Ramón José Sender, whose full name is Ramón José Sender Garcés, was born in the village of Chalamera de Cinca, in the Aragonese province of Huesca, on February 3, 1901. His father was town clerk of both Chalamera and the nearby town of Alcolea de Cinca. Both his parents’ families had long-standing roots in Alcolea, and the Sender family returned there in 1903, moving next to Tauste (Aragon) in 1908 or 1909. A composite of both Alcolea and Tauste can be recognized as the scene of three of the author’s finest novels, A Man’s Place, Crónica del alba, and Requiem for a Spanish Peasant. His deep attachment to his native region and pride in his Aragonese heritage never left him.
From his earliest years, Sender rebelled against the authoritarian attitude of his father, a strict Catholic whose efforts to force his views upon the future novelist seem to have been decisive in determining Sender’s lifelong rebellion against the existing order of things, including his rejection of the Roman Catholic Church. Sender’s attitude of rebellion and protest is evident in all of his writings, both journalistic and literary. His protests against the dictatorship of Primo de Rivera in 1927 led to his imprisonment for three months in Madrid, an experience that he novelized in O. P.
Difficulties with his father apparently led to Sender’s being sent to a Catholic boarding school in Reus (Catalonia) for the academic year 1913-1914, a year that forms the basis for his novel Violent Griffin, which later became the second of the three parts of the first volume of his monumental three-volume autobiographical novel Crónica del alba. Only volume 1 of the series has appeared in English translation (as Before Noon: A Novel in Three Parts, 1957), and its first part initially appeared separately under the same title as the series—Chronicle of Dawn.
From 1914 to 1917, Sender attended the Institute of Zaragoza. During the next school year, he worked as a pharmacy clerk in Alcañiz while meeting, through special arrangements with the Institute of Teruel (in Teruel), the remaining requirements for his high school diploma. During the next three years, from 1918 to 1921, he worked on the editorial staff of La tierra, a small newspaper in Huesca published by the Association of Farmers and Ranchers of Upper Aragon.

Exercise A: From the Sender biography, repeat everything from "From 1914 to" down to "of Upper Aragon.".
Exercise B: Based on the Sender biography, do the following statements agree with it? Answer yes or no for each, and quote the words that decide it. (i) Sender was born in Chalamera de Cinca. (ii) Sender was imprisoned for three months in Zaragoza. (iii) All three volumes of Crónica del alba have been translated into English.
Exercise C: Resume the Sender biography from its last sentence and continue it.

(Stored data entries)
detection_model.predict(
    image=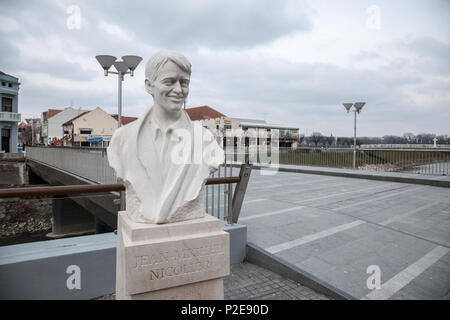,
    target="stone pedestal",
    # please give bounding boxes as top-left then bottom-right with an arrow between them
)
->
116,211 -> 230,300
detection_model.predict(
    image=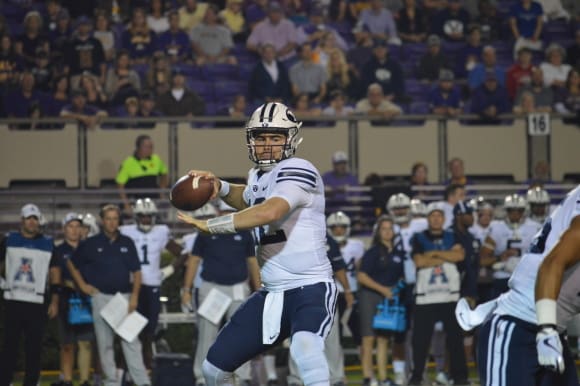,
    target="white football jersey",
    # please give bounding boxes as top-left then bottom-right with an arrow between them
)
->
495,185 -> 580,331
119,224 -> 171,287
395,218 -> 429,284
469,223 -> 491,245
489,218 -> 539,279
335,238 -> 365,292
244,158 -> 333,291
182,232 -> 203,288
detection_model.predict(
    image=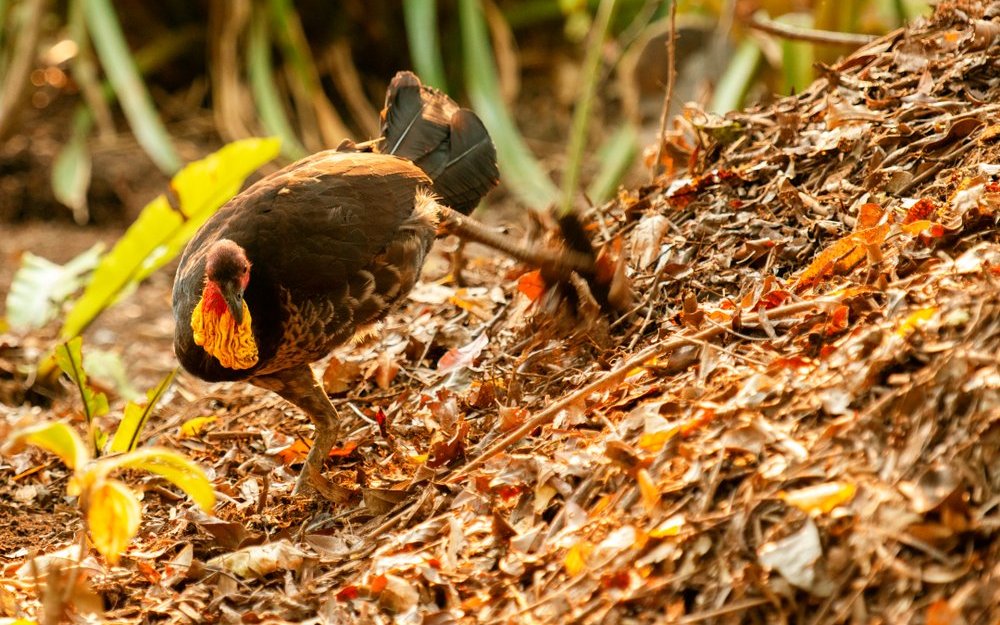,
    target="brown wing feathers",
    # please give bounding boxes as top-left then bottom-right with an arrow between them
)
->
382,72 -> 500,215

==

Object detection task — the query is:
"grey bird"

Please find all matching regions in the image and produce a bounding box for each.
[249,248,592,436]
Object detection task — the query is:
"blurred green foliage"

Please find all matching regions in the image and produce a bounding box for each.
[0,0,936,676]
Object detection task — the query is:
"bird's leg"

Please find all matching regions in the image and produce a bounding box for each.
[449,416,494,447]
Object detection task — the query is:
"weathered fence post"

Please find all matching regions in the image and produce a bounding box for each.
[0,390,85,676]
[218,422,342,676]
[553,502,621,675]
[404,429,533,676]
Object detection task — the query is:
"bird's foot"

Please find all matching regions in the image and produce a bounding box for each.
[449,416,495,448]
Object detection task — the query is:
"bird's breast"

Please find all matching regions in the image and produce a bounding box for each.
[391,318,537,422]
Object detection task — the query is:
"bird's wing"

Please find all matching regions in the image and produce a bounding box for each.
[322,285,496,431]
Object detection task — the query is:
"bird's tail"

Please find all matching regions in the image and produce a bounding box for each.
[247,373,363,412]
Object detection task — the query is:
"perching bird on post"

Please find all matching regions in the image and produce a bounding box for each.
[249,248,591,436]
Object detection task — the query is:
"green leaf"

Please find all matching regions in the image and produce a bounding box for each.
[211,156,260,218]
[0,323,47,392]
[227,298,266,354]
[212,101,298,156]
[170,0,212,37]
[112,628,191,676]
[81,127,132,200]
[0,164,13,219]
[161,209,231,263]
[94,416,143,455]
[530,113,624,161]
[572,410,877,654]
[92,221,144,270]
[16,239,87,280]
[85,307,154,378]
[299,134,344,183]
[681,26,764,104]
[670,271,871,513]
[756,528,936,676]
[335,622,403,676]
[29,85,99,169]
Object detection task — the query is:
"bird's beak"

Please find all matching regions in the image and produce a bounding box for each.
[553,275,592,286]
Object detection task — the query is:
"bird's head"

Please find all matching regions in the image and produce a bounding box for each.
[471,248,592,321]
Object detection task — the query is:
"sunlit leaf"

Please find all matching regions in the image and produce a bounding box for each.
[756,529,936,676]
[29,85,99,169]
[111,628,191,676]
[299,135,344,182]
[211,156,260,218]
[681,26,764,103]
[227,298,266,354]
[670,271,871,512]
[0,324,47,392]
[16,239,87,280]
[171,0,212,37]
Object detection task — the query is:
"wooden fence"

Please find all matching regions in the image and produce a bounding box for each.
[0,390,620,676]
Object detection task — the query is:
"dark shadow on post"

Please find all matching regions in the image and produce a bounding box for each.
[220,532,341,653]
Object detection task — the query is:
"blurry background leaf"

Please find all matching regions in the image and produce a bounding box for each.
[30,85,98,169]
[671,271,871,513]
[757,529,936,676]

Response box A:
From 1914 to 1917, Sender attended the Institute of Zaragoza. During the next school year, he worked as a pharmacy clerk in Alcañiz while meeting, through special arrangements with the Institute of Teruel (in Teruel), the remaining requirements for his high school diploma. During the next three years, from 1918 to 1921, he worked on the editorial staff of La tierra, a small newspaper in Huesca published by the Association of Farmers and Ranchers of Upper Aragon.

Response box B:
(i) Yes: "was born in the village of Chalamera de Cinca"
(ii) No: "led to his imprisonment for three months in Madrid"
(iii) No: "Only volume 1 of the series has appeared in English translation"

Response box C:
Upon his return in 1924 from fourteen months of service in the Spanish army in the ill-fated Moroccan War, Sender joined the editorial staff of the prestigious liberal newspaper El sol in Madrid. Following the success of his first novel, Pro Patria, Sender left El sol to devote himself full-time to freelance journalistic writing and to writing novels. During the next six years, he published six novels in addition to nearly two hundred articles in the newspaper La libertad and numerous articles in Solidaridad obrera, the organ of the Confederación Nacional de Trabajo (National Labor Federation) in Barcelona.
During the Spanish Civil War, Sender served in the republican army, rising to the rank of comandante (major). His wife was executed by Nationalist forces in Zamora on October 10, 1936. Late in 1938, Sender, seeing that the republican cause was hopeless, fled to France and from there to Mexico City in March of 1939. From Mexico, he entered the United States on a Guggenheim Fellowship in 1942, becoming a naturalized U.S. citizen in 1946 and remaining in the United States until his death in 1982.
From 1947 until 1963, Sender was a professor of Spanish at the University of New Mexico in Albuquerque; from 1965 until 1971, he was a visiting professor of Spanish literature at the University of Southern California. Upon retirement in 1971, he moved to San Diego, California, where he lived until his death.
Sender remained an outspoken enemy of the Nationalist regime in Spain, and it was not until June of 1974 that he returned to his native land, his first visit since his self-imposed exile in 1938. During this three-week stay, he was warmly received and highly praised by the Spanish literary community.